- _AIM OF THE EXERCISE_
Revise everything from the start of the items down to the line containing "<point>324,237</point>", replacing "indicate" with "mark" and keeping all other text unchanged.

- _PROVIDED MATERIAL_

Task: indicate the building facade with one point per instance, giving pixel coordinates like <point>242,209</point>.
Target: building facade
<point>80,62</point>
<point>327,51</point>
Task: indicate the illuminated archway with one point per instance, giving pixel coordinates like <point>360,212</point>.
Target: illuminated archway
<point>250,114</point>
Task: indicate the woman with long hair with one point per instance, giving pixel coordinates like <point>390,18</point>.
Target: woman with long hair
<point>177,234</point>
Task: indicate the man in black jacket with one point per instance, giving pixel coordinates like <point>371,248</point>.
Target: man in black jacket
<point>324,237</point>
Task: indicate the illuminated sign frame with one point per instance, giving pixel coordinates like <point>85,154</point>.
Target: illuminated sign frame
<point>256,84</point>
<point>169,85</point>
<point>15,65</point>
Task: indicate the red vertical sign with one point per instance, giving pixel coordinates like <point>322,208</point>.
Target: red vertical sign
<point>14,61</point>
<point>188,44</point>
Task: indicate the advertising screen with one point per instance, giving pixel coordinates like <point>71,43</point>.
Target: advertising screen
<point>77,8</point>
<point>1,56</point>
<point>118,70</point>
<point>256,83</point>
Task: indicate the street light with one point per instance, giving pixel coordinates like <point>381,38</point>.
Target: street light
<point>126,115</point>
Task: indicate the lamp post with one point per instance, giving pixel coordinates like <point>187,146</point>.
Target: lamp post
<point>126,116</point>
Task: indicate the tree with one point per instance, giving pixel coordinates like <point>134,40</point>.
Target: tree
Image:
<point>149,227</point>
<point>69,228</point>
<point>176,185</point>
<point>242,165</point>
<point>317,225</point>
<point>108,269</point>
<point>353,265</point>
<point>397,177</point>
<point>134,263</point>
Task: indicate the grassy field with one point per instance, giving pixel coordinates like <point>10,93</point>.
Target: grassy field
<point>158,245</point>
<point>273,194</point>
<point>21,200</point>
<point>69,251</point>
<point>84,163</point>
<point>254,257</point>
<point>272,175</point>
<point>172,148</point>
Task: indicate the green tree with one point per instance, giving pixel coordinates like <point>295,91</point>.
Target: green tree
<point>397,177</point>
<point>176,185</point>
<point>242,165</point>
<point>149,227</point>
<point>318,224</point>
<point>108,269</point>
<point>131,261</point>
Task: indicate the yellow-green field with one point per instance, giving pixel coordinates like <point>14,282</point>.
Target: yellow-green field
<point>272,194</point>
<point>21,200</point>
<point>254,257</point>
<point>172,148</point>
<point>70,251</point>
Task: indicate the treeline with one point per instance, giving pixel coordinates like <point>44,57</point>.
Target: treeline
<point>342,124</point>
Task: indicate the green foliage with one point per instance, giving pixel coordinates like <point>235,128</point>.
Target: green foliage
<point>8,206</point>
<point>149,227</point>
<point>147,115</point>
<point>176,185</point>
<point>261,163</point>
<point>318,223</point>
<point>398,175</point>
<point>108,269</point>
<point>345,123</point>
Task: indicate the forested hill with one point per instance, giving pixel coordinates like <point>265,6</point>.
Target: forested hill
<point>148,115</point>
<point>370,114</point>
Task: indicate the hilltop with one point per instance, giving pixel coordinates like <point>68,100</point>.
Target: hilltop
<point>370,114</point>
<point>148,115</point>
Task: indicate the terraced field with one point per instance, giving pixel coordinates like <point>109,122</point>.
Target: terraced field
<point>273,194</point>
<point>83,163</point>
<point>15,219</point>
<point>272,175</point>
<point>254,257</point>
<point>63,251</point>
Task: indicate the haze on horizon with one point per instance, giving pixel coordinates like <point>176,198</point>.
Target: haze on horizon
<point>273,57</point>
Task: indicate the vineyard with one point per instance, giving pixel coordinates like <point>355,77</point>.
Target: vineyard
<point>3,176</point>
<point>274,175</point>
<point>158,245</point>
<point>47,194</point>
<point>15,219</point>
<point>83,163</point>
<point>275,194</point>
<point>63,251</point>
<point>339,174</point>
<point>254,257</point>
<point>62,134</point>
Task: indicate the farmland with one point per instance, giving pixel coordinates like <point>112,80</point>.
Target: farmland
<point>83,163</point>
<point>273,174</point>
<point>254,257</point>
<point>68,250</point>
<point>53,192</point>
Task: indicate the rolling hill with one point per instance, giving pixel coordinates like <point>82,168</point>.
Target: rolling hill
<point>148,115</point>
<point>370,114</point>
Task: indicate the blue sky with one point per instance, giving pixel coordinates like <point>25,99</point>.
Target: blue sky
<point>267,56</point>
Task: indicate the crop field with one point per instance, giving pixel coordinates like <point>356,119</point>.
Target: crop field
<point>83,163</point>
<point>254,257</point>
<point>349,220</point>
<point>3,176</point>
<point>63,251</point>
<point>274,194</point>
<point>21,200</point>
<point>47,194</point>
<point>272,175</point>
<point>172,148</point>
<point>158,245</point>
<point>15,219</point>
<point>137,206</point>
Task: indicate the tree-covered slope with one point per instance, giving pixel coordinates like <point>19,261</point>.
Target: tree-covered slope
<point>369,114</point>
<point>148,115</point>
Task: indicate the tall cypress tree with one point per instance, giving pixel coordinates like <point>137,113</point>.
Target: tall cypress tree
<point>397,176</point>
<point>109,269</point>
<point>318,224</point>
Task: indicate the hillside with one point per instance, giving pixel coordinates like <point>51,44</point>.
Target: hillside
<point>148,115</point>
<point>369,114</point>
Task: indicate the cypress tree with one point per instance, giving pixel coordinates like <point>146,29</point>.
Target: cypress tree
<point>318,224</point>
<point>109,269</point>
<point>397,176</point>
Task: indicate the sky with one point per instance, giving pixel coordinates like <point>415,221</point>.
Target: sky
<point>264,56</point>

- _FINAL RESULT_
Task: mark the building facade with one point per instance, giving pixel coordinates like <point>242,209</point>.
Target: building facade
<point>80,62</point>
<point>327,51</point>
Task: mark the illuminated archway with one point per instance, giving pixel coordinates like <point>360,212</point>.
Target: illuminated archway
<point>250,114</point>
Task: mark the woman with long hair with one point per instance, giving pixel coordinates like <point>390,18</point>.
Target: woman with long hair
<point>177,234</point>
Task: mark the man in black jacket with one point per instance, giving pixel coordinates like <point>371,248</point>.
Target: man in black jacket
<point>324,237</point>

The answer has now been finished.